◆ Stated problem 1: According to the article on Republicans and the 2020 election, what percentage of Republican voters question whether Biden legitimately won?

The Republican Party has a soul, but you won’t find it in Washington. With few exceptions, Republicans in the Senate and House refused to acknowledge Joe Biden’s clear and legitimate victory in the presidential election. Many even aided and abetted President Trump’s fantastic lie that he had been reelected. Real damage was done to American unity because an extraordinary 73 percent of Republican voters question whether Biden legitimately won the election, which has dire implications for those who hope the country will heal after Trump is finally gone. 

But national Republicans also damaged themselves and their own party by demonstrating that, even when it comes to our most sacred democratic process, electing a president, they are a moral and constitutional black hole. In their post-Election Day response to Biden’s victory, think of the Republicans as falling into three categories.

First, there are the “Never Biden” Republicans, who believe Trump is the key to their reelection even if he is out of office. Put another way, they are more afraid of antagonizing Donald Trump than they are loyal to the Constitution. The Never Biden Republicans know, or should know, that the only fraud in the 2020 election was Trump’s claim that the election was decided by fraud. That there was no fraud has been established beyond any doubt by the dozens of federal and state judges who dismissed the Trump lawsuits challenging Biden’s victory; by the conservative-leaning Supreme Court, which unanimously dismissed two Trump lawsuits; and by Attorney General William Barr, a Trump loyalist, who said that he had not seen “fraud on a scale that could have affected a different outcome in the election.”    

Yet to keep their end of a Faustian bargain, most House Republicans, including the leadership, have had to publicly state that the Earth is flat or, ostrich-like, refuse to acknowledge that Biden legitimately won. The last time anything like this happened was in 1860 when the Southern wing of the Democratic Party took their states out of the Union after Lincoln’s election. It ended badly. Rep. Paul Mitchell (R-Mich.) properly called out Republicans for failing to stand up “for democracy first, for our Constitution first,” and quit the Republican Party in disgust.

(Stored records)

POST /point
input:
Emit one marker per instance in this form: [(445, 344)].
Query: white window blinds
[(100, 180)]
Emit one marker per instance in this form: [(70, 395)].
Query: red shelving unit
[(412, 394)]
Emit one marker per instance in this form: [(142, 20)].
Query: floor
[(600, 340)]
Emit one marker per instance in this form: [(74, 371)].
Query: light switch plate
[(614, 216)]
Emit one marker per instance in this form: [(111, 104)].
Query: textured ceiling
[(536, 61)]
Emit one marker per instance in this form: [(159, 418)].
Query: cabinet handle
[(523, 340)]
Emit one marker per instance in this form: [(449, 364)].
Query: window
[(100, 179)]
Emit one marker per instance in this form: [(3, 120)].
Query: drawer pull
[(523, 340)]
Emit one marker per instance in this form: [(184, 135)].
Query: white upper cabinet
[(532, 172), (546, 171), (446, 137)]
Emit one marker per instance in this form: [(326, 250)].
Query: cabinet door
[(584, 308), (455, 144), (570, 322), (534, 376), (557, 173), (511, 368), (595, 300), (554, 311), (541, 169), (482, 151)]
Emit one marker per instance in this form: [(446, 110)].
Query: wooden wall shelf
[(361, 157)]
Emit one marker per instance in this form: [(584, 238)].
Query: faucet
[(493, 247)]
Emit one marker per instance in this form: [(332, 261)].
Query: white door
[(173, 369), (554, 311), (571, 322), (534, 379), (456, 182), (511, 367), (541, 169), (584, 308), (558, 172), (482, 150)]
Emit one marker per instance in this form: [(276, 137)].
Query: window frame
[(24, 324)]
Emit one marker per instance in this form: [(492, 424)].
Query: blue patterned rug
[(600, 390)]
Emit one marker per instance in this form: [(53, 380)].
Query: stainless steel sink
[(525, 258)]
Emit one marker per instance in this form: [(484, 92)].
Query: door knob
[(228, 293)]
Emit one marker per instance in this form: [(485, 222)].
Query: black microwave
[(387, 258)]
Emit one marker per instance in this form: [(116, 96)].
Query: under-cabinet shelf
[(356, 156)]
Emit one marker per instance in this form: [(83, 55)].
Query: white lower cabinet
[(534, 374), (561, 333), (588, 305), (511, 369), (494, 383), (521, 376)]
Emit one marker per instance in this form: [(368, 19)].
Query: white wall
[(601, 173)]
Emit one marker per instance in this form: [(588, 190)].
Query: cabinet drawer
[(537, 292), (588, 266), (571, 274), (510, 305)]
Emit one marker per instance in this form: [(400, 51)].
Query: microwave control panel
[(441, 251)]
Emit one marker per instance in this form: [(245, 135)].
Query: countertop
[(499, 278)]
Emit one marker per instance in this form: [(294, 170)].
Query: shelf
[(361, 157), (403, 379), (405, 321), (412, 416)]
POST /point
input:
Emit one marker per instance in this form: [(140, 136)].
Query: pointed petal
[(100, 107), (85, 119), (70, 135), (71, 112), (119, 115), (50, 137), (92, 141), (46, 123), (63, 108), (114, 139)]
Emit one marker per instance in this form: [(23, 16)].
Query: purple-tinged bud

◆ Stated problem 2: Recast the entries from the line with "Emit one marker per instance in this form: [(53, 380)]." to the line with "383), (521, 376)]" as a numbered list, omitting any blank lines.

◆ Exercise result 1: 73 percent

◆ Exercise result 2:
1. Emit one marker per instance in this form: [(53, 380)].
2. Query: stainless steel sink
3. [(525, 258)]
4. Emit one marker per instance in this form: [(484, 92)].
5. Query: door knob
6. [(228, 293)]
7. Emit one marker per instance in this form: [(485, 222)].
8. Query: black microwave
9. [(387, 258)]
10. Emit one marker per instance in this form: [(116, 96)].
11. Query: under-cabinet shelf
12. [(356, 156)]
13. Emit one marker per instance in this form: [(83, 55)].
14. Query: white lower cabinet
15. [(534, 374), (561, 333), (588, 305), (511, 369), (494, 383), (521, 376)]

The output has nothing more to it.